* The problem *
Please list every line in the records below that contains the word "tractor".

* Provided data *
━━━━━━━━

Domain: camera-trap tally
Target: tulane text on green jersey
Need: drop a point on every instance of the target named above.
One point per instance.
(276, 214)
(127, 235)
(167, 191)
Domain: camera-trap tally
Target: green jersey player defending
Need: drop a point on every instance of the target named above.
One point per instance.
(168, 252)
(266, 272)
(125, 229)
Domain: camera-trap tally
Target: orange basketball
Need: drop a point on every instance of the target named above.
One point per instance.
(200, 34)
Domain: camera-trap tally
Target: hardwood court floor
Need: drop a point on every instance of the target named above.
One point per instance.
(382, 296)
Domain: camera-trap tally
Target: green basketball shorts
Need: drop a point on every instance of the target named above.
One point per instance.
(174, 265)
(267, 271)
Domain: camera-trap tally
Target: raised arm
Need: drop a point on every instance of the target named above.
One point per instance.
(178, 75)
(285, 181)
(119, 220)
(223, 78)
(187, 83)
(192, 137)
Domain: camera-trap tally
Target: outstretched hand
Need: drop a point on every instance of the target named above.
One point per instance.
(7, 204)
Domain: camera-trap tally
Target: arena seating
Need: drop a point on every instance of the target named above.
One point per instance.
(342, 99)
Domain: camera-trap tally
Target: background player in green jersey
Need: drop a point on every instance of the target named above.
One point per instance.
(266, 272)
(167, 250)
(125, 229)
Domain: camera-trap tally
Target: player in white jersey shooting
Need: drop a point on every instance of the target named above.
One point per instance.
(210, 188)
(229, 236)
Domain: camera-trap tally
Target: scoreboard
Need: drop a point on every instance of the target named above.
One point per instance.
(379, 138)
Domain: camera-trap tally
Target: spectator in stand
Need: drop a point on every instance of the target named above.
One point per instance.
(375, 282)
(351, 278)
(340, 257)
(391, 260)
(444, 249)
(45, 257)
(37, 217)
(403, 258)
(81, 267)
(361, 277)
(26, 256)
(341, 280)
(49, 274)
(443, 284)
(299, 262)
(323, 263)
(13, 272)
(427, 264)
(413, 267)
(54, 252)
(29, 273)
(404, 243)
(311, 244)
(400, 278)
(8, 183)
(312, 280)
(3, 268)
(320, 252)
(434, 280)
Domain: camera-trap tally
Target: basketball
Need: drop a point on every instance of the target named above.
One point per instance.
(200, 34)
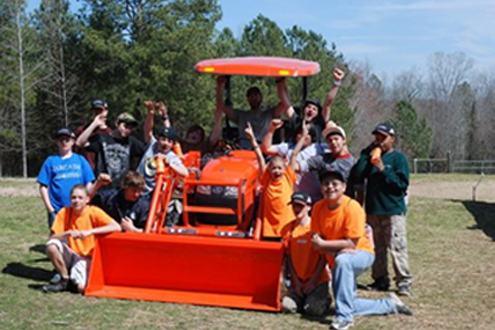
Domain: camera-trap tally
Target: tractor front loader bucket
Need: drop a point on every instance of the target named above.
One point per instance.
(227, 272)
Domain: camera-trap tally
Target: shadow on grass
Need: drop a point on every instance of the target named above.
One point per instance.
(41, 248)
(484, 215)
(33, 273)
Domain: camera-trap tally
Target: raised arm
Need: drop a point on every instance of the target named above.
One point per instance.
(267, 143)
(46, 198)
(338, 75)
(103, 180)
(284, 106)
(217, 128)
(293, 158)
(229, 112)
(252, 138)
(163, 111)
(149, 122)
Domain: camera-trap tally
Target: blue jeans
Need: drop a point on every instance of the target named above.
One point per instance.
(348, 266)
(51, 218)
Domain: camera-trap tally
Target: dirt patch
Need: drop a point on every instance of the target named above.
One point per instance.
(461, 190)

━━━━━━━━

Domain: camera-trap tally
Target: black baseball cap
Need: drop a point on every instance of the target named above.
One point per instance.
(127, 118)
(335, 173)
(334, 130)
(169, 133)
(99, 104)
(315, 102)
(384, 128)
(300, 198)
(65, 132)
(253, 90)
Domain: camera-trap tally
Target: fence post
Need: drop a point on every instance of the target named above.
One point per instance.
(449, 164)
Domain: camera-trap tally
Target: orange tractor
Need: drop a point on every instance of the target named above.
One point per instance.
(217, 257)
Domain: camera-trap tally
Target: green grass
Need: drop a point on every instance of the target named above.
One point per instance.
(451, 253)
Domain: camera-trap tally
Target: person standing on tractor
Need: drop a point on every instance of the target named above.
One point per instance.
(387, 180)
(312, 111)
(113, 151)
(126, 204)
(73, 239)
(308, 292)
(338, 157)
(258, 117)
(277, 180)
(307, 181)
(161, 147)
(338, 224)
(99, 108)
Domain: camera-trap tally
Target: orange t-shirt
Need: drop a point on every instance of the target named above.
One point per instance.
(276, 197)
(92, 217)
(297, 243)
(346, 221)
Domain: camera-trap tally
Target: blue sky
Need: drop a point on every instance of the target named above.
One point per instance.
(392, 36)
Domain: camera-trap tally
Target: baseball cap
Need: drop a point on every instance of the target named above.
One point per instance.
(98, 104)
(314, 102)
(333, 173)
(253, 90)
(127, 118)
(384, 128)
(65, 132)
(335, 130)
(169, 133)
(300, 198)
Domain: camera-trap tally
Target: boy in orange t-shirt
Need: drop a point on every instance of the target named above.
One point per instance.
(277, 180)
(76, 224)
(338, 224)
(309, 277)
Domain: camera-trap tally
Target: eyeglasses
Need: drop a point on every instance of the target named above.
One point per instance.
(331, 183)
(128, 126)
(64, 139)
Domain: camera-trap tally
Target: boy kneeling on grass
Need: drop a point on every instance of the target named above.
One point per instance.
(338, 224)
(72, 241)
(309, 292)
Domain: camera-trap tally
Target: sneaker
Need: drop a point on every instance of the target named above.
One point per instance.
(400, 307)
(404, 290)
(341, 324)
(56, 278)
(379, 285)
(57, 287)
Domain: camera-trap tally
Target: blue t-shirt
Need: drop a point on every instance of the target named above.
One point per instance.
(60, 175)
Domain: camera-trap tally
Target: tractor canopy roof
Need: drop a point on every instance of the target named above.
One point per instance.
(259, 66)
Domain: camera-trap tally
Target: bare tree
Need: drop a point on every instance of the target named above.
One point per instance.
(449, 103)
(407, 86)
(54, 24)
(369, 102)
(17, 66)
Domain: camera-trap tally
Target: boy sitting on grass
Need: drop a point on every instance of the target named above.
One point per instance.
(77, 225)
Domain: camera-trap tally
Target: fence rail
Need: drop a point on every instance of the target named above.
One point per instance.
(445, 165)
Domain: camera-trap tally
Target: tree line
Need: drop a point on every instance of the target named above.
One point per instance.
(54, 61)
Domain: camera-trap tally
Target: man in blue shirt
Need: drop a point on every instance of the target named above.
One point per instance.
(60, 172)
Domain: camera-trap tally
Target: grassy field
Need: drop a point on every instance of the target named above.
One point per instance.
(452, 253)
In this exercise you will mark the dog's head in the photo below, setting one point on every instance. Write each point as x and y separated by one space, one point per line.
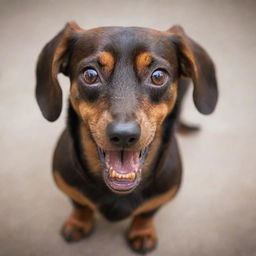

━━━━━━━━

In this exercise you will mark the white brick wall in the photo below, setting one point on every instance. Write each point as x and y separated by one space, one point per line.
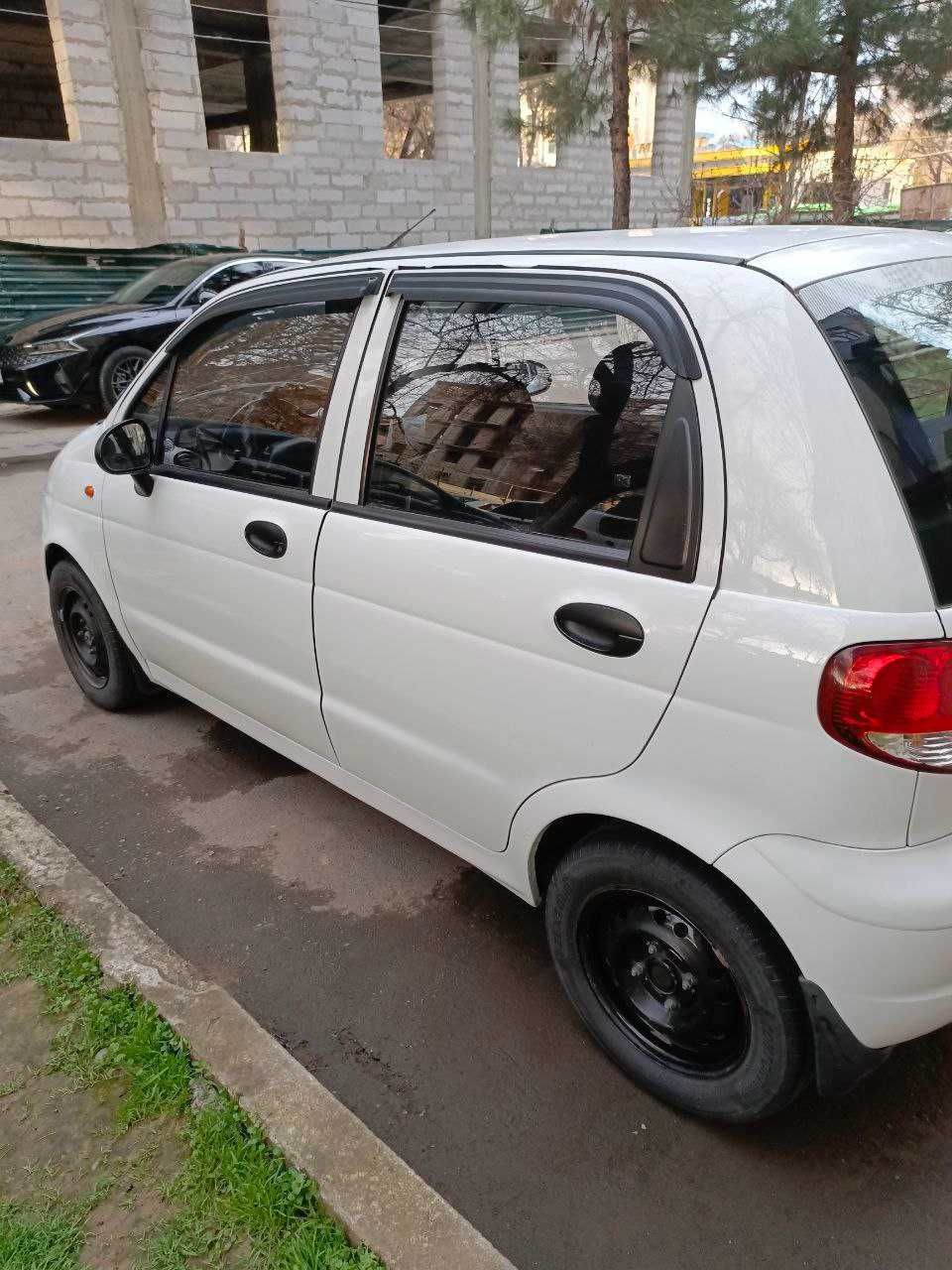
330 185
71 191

━━━━━━━━

* Final answer *
Target: tractor front loader bucket
Target: orange tractor
Target: person standing on tractor
Target: tractor canopy roof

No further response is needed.